[Coordinate labeling records]
/---

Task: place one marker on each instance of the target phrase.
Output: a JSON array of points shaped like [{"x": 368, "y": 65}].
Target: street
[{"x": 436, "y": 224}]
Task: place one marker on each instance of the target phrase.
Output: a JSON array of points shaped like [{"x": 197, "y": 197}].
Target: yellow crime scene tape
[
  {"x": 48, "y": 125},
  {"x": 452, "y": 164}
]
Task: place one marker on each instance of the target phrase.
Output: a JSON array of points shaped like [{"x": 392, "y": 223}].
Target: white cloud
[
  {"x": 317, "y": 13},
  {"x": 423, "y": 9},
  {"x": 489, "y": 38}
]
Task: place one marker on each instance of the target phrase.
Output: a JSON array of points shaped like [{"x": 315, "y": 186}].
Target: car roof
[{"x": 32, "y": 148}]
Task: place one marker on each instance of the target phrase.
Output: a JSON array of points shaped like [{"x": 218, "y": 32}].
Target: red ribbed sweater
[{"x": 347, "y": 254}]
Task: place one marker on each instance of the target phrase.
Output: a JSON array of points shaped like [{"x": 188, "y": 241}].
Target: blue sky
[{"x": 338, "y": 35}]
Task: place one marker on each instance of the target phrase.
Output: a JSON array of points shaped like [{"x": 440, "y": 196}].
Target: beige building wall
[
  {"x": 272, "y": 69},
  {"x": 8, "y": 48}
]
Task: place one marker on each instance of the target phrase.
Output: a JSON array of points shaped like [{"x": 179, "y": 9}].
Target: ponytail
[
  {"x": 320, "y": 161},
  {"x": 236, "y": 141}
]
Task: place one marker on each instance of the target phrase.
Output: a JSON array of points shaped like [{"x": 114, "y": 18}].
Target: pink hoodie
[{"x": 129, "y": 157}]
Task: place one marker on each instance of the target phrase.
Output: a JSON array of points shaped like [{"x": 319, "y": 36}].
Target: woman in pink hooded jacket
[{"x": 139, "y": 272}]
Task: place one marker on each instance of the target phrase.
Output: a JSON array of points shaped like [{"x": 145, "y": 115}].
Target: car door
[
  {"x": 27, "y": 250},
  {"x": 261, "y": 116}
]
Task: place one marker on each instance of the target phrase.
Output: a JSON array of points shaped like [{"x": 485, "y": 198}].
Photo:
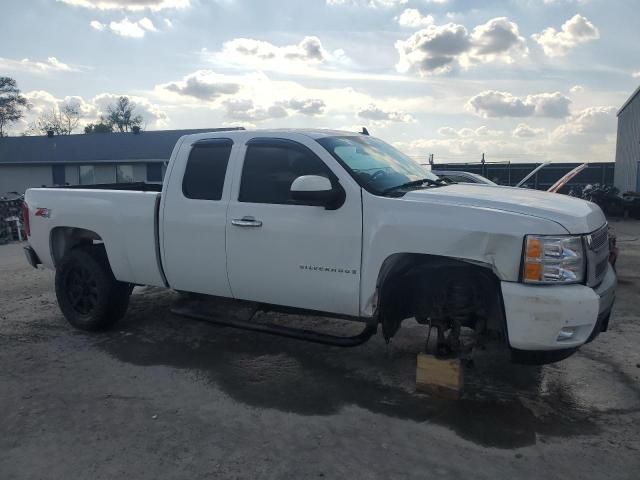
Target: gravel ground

\---
/---

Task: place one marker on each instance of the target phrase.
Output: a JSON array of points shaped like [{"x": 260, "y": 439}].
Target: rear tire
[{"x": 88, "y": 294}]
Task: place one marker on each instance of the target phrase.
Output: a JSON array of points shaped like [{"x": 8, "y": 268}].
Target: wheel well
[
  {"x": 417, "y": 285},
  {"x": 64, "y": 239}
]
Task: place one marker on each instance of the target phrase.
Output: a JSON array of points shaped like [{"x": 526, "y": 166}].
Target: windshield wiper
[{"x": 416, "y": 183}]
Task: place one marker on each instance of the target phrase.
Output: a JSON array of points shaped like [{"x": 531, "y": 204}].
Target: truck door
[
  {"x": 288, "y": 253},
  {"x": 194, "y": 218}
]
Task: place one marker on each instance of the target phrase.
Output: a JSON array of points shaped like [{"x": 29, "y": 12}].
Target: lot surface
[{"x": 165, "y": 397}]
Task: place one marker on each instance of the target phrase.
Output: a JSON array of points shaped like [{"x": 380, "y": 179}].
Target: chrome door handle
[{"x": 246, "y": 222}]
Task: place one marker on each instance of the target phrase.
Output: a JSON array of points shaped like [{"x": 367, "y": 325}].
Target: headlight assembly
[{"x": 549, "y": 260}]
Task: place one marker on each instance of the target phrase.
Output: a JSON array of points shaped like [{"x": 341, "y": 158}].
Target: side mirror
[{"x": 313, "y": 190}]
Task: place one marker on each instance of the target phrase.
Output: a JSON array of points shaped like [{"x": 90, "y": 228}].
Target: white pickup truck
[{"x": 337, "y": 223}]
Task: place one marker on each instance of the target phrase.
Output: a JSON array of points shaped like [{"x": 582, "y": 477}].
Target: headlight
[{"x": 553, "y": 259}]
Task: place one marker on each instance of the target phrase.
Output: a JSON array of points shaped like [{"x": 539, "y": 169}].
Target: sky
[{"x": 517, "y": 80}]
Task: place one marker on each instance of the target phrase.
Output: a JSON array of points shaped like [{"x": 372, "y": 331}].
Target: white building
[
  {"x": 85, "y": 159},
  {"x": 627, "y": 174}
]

\---

EXERCISE DESCRIPTION => List every line above that contains the word "white". Case counts.

TASK SOLUTION =>
Target: white cloud
Target: white pickup truck
Target: white building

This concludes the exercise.